Exercise description: Gather every line in the listing below that contains the string "road". Case matters.

Data provided:
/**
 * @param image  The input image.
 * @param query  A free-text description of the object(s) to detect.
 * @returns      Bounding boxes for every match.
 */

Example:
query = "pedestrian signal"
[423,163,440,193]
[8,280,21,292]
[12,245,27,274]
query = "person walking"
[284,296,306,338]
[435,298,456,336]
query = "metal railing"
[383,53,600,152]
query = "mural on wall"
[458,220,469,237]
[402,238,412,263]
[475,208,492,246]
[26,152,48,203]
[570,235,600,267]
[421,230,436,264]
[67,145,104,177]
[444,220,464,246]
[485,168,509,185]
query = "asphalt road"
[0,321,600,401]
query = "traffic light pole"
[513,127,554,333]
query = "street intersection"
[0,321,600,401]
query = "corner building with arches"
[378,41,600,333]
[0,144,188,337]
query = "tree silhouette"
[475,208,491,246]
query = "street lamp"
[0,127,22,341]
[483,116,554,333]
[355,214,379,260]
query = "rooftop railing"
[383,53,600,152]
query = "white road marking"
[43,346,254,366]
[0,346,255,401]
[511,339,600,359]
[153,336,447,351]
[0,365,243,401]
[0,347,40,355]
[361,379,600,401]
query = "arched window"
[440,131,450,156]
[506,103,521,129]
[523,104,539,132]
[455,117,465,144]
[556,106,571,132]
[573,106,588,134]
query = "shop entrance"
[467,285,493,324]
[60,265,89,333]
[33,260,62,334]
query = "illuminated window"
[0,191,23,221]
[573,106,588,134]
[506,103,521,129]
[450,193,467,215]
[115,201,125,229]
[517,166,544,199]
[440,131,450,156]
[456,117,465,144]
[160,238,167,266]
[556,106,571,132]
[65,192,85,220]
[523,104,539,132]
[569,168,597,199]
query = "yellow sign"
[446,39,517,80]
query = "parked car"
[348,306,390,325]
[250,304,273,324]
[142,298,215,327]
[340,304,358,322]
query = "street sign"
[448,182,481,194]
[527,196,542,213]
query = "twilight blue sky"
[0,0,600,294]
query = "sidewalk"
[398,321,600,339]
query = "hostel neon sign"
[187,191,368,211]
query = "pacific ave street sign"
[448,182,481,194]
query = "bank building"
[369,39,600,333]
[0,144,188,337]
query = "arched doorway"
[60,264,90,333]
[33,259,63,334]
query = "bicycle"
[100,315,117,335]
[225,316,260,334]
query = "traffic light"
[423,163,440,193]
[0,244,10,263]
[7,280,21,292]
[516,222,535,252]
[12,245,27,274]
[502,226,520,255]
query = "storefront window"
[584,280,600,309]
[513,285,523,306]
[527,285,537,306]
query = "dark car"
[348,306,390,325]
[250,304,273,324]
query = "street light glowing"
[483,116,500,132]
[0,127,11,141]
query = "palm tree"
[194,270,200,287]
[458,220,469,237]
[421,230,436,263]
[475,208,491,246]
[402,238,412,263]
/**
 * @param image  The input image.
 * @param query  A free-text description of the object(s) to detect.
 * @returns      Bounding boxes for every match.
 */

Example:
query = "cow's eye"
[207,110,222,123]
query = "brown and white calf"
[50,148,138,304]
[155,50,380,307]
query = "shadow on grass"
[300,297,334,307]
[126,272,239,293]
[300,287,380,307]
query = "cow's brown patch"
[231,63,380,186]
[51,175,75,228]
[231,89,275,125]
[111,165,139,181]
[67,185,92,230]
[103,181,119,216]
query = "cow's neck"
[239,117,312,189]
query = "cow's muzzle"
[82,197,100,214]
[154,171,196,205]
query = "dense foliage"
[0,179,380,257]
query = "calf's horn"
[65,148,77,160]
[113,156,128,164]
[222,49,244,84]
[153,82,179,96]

Finished task:
query = "asphalt road"
query = "white road marking"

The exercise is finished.